[Items listed in a dataset]
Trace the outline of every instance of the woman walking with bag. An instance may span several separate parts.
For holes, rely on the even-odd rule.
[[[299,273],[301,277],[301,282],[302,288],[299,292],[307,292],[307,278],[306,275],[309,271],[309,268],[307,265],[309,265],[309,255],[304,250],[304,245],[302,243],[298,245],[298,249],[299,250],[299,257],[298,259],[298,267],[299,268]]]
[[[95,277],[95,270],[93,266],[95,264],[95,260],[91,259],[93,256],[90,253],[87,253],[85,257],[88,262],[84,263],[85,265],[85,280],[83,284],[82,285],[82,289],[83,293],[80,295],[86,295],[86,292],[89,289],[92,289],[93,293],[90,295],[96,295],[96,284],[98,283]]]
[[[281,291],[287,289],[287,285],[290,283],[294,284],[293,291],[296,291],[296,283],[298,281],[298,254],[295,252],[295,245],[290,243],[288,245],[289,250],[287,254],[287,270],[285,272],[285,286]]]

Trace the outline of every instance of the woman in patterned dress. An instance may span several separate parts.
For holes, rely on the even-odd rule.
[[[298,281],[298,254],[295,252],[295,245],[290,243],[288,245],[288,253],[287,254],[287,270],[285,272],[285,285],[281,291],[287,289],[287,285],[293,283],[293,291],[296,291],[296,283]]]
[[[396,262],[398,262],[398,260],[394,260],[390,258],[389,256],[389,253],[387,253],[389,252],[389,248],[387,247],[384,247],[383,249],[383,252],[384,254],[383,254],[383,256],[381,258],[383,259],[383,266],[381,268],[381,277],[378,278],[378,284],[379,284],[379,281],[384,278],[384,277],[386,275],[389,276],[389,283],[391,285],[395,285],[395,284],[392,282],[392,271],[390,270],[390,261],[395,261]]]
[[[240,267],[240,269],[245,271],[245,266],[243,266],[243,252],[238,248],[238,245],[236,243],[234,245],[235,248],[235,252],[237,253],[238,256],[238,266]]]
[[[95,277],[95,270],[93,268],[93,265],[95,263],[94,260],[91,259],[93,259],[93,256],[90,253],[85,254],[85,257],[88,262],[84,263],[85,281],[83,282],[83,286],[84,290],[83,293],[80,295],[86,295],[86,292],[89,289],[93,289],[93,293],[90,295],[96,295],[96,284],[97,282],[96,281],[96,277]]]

==

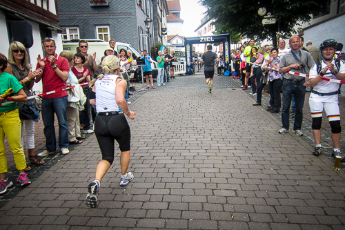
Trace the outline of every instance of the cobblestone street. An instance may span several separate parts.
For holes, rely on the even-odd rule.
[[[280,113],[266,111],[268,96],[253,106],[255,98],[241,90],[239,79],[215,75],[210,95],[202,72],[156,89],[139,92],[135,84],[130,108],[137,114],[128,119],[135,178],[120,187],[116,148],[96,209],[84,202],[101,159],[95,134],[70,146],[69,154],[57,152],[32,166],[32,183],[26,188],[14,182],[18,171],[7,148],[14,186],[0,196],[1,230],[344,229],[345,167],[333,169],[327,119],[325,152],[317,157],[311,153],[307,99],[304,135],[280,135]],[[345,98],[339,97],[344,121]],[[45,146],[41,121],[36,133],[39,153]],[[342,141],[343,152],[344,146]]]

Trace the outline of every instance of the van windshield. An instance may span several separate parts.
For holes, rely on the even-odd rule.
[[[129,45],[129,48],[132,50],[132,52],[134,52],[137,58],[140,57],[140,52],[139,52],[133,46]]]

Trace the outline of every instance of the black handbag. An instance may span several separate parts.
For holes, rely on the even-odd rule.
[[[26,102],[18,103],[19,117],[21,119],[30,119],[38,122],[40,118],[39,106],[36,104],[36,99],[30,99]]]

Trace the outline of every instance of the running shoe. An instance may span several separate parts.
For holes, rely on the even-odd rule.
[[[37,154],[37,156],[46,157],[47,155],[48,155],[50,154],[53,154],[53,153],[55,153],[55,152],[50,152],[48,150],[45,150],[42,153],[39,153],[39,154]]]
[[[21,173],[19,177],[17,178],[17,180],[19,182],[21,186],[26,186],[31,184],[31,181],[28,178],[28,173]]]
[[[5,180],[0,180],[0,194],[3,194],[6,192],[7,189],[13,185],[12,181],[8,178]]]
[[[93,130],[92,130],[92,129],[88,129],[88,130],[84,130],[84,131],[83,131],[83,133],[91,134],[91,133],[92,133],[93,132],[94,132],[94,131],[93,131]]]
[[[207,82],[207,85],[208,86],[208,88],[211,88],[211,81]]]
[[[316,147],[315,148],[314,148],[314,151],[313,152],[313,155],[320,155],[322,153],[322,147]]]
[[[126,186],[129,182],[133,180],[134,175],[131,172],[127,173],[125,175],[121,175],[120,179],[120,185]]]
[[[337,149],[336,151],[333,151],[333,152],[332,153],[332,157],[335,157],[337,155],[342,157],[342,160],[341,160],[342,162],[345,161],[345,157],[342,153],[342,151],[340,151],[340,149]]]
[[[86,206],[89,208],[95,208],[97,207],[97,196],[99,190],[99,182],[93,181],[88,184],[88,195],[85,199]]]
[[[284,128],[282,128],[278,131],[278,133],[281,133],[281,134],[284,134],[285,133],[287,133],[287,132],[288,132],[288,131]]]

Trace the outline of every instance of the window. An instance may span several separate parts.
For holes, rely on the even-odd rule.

**Stated goal**
How many lines in the rows above contain the word "every"? Reply with the number alone.

**Result of the task**
7